## Exercice écrit 1
Relevez tous les noms propres commençant par une majuscule qui figurent dans le récit de navigation.
## Exercice écrit 2
Mettez à jour le passage du récit de navigation qui commence par « C'est vite l'enfer. » et se poursuit jusqu'à « Vite sortir d'ici. », en remplaçant « havre » par « port ».
## Exercice écrit 3
Poursuivez le récit de navigation à partir de la fin du texte présenté.

## Texte présenté

----------

C'est vite l'enfer. Laurent excédé de se faire bousculer par les mouvements intempestifs déménage dans le carré à deux heures du matin. J'ai toute la place pour me caler, je me rendors aussi sec, mais mal. Nuit chaotique, en sécurité puisque nous sommes sur bouée, mais très inconfortable. Le vent est passé au nord. La houle rentre à fond de train. Nous sommes vraiment malmenés et ça grince dans tous les coins du navire, et ça hurle dans les haubans. Qui c'est qui parlait de plaisance ? Le jour s'est levé, mauvais poil pour tout le monde, Noiraude comprise. Toujours grand secouage à bord. Météo annoncée, NE force quatre à six pour deux jours. Sans espoir d'amélioration immédiate, tempête sur le continent, mer forte... Cassons-nous vite fait. Petit-déjeuner ? Pas le temps, pas envie. D'abord, retrouver le havre si doux de Mahon. Vite sortir d'ici.
Nous quittons le mouillage avec trois ris dans la grand'voile et trois ris dans le génois. Petit toilage de midinette, mais Laurent ne veut pas se risquer à des manoeuvres scabreuses, on ne sait pas comment sera la mer à la sortie de notre abri.ldm mer

Très vite nous prenons une allure au travers, qui serait sympa si la mer l'était. Aussi petitement toilé que nous sommes, nous fonçons sur l'écume à plus de sept noeuds. Impressionnant. Le safran qui entre en vibrations au delà de six noeuds et demi nous offre un concert qui nous démoralise. Je crois que je n'ai jamais vu la méditerranée dans cet état. Les creux peuvent dépasser trois mètres. Ce sont les plus terribles. Ils nous bousculent salement. Nous plongeons dans les creux, il n'y a plus d'horizon. Les vagues sont courtes. Lorsqu'on court sur les crêtes, l'écume crache sa bave sur l'horizon. Drôle d'effet. C'est fort impressionnant et magnifique. Les vagues se brisent sur nos flans, éclaboussent le pont qui ruisselle. Les coups de déferlantes arrivent quelquefois par l'arrière. Les poussées au cul de Lune de Miel sont alors bien trop violentes. Restons vigilants. Nous nous relayons pour barrer. Guère de souplesse dans la conduite. On ne croise pas âme qui vive, même pas un goéland qui aurait envie de se faire décoiffer. Ma parole, y'a que nous dehors ! J'aimerais bien qu'on ralentisse. Ça va trop fort pour mon âme délicate. Nous sommes perplexes. Nous avons souvenirs de creux bien plus impressionnants que ça en atlantique. Notre problème c'est l'effet que ça fait ici. Cette mer n'est pas assez vaste pour d'aussi grosses vagues. Les creux et les bosses de houle n'ont pas de place pour s'étaler. Ils se poursuivent à toute allure et nous talonnent à coups de trique, et sans relâche. Des rafales plein les voiles, de la violence plein la coque, à peine une heure de déferlements, une éternité !

----------

## Données fournies
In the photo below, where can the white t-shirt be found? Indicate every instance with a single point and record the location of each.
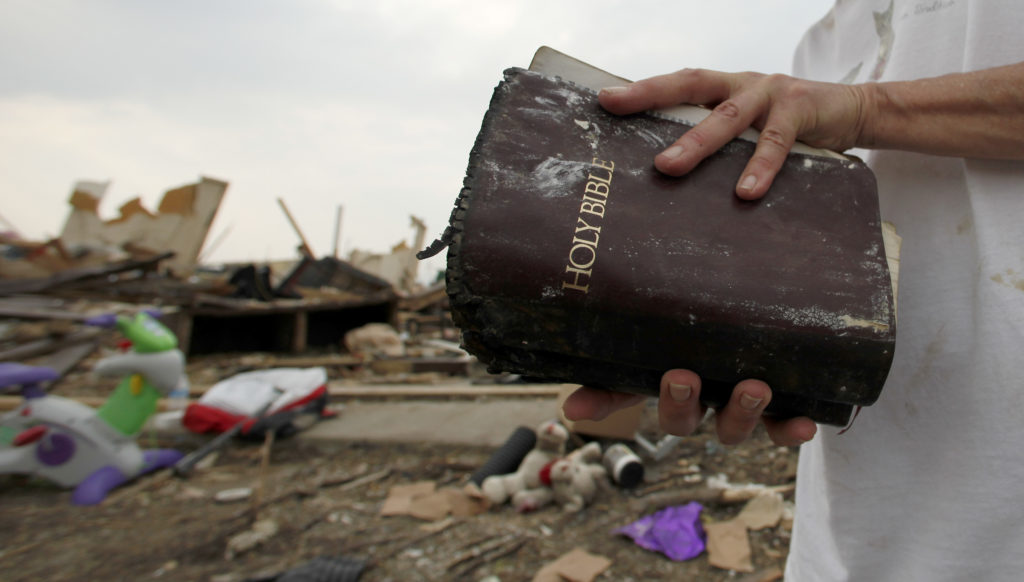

----------

## Résultat de l'exercice 1
Laurent, Noiraude, Mahon, Lune de Miel

## Résultat de l'exercice 2
C'est vite l'enfer. Laurent excédé de se faire bousculer par les mouvements intempestifs déménage dans le carré à deux heures du matin. J'ai toute la place pour me caler, je me rendors aussi sec, mais mal. Nuit chaotique, en sécurité puisque nous sommes sur bouée, mais très inconfortable. Le vent est passé au nord. La houle rentre à fond de train. Nous sommes vraiment malmenés et ça grince dans tous les coins du navire, et ça hurle dans les haubans. Qui c'est qui parlait de plaisance ? Le jour s'est levé, mauvais poil pour tout le monde, Noiraude comprise. Toujours grand secouage à bord. Météo annoncée, NE force quatre à six pour deux jours. Sans espoir d'amélioration immédiate, tempête sur le continent, mer forte... Cassons-nous vite fait. Petit-déjeuner ? Pas le temps, pas envie. D'abord, retrouver le port si doux de Mahon. Vite sortir d'ici.

## Résultat de l'exercice 3
Oh la, la ... Que c'était long !


ouf, remparts

 Les remparts de la sympathique citadelle de la Mola apparaissent. Dès que nous entrons dans la passe de Mahon, le calme revient. J'adore Mahon et le mouillage de Teulera. En plus, y'a plein de place pour se poser.

 

 


Nous laisserons le sud de l'île aux plaisanciers du dimanche. Un peu de tourisme à Maho, en voilà une bonne idée. Pour info, le club nautique de Mahon affiche complet, le prix de la place pour un bateau de douze mètres est de soixante-dix-huit euros par jour. Ne venez pas à Minorque avec l'idée de profiter des ports, l'option résidence-hôtel est plus sûre et surtout plus économique.

 

Minorque, Cala Moli

Lundi 6 aout 2007. 40°0O,40' N - 04°12,00'E

Nous sommes saturés de vie citadine. La météo nous met un petit vent du sud dans les voiles, donc cap vers le nord. La Cala de Addaya, nous inspire.On y va tranquillement, voiles et moteur. Profitons-en pour faire de l'eau douce. Le guide (Imray 2007 est assez nul). Il aligne mise en garde sur mise en garde, alors que l'approche est balisée. C'est vrai que la cala se présente comme un très long couloir bordé de petits îlots et de cayes qui pourraient être traîtresses par mauvais temps.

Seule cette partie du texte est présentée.